- [WHAT NEEDS TO BE DONE]
Beginning at the line containing "263L454 419L601 418L557", give again every line through the end of the data, unchanged and with both ends included. Drop any pictures.

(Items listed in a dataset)
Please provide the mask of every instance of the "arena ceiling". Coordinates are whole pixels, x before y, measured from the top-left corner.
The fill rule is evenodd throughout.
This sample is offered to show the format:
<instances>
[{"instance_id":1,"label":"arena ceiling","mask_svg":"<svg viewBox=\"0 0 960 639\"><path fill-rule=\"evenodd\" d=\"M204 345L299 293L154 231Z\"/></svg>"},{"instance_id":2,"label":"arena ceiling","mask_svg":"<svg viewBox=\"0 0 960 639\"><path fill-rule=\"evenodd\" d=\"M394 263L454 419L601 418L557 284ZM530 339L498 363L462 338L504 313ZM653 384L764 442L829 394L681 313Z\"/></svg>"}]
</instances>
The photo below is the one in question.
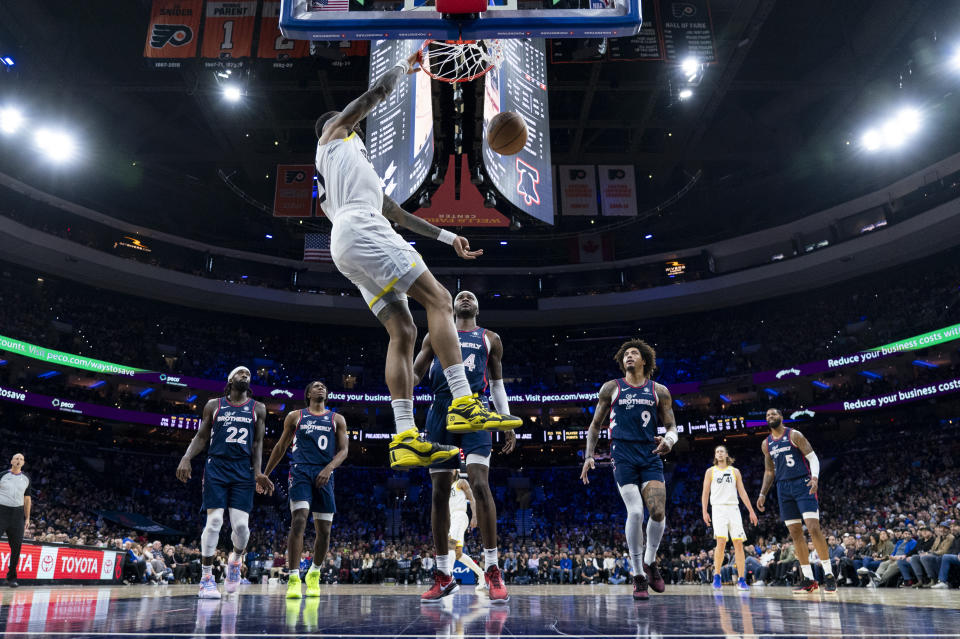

- [WRITTEN REPLY]
[{"instance_id":1,"label":"arena ceiling","mask_svg":"<svg viewBox=\"0 0 960 639\"><path fill-rule=\"evenodd\" d=\"M204 345L299 293L154 231Z\"/></svg>"},{"instance_id":2,"label":"arena ceiling","mask_svg":"<svg viewBox=\"0 0 960 639\"><path fill-rule=\"evenodd\" d=\"M394 263L454 419L601 418L557 284ZM530 339L498 363L462 338L504 313ZM653 384L764 442L829 394L681 313Z\"/></svg>"}]
</instances>
The photo below is the one in question.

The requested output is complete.